§ Problem to work on
Copy the items word for word, starting at the line containing "For the benchmark, mark every instance of the white cloud" and ending with the line containing "[[883, 651]]", both included.

(Source records)

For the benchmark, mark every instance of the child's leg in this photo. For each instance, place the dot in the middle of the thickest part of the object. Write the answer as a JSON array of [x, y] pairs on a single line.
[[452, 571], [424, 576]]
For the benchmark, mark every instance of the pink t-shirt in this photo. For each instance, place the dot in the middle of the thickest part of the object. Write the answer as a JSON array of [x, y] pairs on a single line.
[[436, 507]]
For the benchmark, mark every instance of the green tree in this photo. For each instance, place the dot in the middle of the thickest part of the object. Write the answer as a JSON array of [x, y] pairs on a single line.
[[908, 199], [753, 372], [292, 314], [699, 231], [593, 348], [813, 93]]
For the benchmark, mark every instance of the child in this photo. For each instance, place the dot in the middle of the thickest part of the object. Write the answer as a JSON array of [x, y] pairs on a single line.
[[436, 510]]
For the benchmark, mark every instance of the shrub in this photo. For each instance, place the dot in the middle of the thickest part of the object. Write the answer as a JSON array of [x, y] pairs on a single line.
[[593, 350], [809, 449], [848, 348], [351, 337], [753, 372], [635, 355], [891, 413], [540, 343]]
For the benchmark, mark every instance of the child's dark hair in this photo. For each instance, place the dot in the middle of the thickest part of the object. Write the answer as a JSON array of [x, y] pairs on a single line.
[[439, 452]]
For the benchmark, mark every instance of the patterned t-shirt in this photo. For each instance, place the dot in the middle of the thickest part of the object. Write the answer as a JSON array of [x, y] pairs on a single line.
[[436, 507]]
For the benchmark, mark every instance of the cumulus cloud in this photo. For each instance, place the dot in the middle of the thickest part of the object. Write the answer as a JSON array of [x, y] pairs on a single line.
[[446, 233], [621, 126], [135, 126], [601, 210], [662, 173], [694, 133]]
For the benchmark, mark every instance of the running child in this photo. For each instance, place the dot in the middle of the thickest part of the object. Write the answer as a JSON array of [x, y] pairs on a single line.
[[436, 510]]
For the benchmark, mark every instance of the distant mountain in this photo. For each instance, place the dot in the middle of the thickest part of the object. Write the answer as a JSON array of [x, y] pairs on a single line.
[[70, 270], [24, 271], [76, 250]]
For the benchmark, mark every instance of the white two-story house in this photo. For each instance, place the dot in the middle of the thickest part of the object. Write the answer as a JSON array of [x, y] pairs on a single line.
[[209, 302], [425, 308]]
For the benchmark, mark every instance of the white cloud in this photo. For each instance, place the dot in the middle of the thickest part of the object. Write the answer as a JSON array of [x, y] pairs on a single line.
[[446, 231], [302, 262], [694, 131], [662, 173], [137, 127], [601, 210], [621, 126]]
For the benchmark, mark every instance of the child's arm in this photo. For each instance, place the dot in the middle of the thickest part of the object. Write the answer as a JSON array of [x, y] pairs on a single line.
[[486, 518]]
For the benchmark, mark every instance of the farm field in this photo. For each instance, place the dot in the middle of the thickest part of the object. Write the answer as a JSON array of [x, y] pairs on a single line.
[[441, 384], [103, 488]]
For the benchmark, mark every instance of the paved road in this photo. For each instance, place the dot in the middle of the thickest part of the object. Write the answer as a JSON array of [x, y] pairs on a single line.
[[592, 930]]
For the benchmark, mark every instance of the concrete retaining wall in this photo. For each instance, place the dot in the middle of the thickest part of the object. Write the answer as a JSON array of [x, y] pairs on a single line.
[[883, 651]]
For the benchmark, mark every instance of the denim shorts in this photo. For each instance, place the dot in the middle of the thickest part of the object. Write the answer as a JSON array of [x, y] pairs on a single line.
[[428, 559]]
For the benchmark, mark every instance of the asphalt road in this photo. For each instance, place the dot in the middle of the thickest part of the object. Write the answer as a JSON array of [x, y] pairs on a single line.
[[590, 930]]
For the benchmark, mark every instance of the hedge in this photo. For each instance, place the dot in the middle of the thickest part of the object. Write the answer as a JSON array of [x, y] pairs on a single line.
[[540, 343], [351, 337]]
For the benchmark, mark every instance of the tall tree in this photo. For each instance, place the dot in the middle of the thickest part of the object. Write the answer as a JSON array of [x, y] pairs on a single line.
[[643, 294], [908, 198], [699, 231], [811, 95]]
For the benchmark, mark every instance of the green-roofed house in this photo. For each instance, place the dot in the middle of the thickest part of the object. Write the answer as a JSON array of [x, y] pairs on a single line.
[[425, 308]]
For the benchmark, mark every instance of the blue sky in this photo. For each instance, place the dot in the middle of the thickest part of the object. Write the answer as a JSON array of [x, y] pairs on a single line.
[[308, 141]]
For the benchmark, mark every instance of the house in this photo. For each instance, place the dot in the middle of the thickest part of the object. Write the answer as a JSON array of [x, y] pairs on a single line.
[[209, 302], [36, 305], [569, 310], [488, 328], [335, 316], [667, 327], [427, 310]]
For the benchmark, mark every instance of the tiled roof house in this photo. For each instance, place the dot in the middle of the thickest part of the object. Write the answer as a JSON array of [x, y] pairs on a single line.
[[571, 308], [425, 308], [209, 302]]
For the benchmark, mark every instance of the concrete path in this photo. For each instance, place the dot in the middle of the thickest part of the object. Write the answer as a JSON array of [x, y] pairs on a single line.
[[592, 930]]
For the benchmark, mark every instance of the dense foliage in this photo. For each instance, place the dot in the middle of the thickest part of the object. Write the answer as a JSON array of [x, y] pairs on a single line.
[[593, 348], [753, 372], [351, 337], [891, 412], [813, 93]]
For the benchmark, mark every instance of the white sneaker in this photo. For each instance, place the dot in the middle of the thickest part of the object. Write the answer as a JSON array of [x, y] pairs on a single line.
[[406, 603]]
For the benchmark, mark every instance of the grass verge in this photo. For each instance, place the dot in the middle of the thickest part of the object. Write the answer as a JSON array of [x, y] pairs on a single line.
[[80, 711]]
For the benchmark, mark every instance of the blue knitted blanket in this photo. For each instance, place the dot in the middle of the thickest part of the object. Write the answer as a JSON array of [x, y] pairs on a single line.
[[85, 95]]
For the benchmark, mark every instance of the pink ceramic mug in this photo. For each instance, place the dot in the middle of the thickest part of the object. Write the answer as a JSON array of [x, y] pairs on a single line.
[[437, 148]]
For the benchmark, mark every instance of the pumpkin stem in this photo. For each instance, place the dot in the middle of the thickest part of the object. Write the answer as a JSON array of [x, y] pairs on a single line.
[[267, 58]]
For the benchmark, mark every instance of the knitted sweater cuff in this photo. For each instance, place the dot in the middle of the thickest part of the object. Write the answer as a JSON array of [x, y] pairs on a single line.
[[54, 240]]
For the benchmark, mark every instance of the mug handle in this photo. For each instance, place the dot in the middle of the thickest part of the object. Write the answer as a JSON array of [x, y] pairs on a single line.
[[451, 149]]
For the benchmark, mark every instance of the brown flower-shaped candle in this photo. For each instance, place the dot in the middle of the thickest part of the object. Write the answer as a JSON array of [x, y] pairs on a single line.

§ Completed task
For the benchmark, mark every instance of the white cloud in this photo. For each instance, place the dot in the middle of the thickest part of the object. Write the answer as a JSON array of [x, y] pairs on a single line.
[[446, 231], [302, 262], [694, 131], [662, 173], [137, 127], [601, 210], [621, 126]]
For the benchmark, mark every instance of the child's arm in this photo. For each instance, place the dot in the middle of the thickest part of the object. Write the answer as a JSON array of [x, y] pairs on a single line.
[[486, 518]]
For the benchmark, mark every instance of the farm field in this photo. For each instance, place the dot in the middle of the thickest part of the object. Write the answer as a JSON array of [x, y] pairs on a single line.
[[441, 384], [103, 488]]
For the benchmark, mark every instance of the paved road in this photo. For each instance, place the dot in the middle of the thickest part of the object. Write the answer as a JSON array of [x, y] pairs on a single line.
[[592, 930]]
For the benchmark, mark every instance of the concrete retaining wall in this photo. For each instance, place the dot in the middle of the thickest part of the object. Write the answer as a JSON array of [x, y] pairs on a single line.
[[883, 651]]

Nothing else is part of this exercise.